[START Extracted entries]

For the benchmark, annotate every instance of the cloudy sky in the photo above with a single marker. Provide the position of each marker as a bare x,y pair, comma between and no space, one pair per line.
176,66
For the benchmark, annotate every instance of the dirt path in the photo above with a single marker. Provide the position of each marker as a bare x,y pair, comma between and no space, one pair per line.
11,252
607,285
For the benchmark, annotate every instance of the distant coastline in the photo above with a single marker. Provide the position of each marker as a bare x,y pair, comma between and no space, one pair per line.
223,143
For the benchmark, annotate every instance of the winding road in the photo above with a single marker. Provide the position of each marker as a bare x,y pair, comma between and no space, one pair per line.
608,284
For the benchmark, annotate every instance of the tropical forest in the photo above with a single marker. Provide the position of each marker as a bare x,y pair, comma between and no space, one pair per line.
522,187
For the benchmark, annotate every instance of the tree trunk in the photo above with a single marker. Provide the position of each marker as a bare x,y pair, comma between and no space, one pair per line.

[END Extracted entries]

◆ Request
Copy out everything from the line containing "For the benchmark, annotate every instance of the winding" down to the end of the data, replacing "tropical forest" with "rain forest" and changing nothing else. Give only those lines.

◆ Task result
For the benchmark, annotate every instance of the winding road in the photo above with a single marker. Provide the position of each marker as a bare x,y pair, comma between and no space, one pair per line.
608,284
For the benchmark, annotate every instance of the rain forest in the photo above with a single marker. Provide the position of each marker as a bare x,y pair, comma between and no space, one pair per line.
522,187
For the benchmark, annotate every instance of the tree trunk in the photo above with a single marker. Provide the position of each marker as a bare x,y pair, comma between and no space, one pair per line.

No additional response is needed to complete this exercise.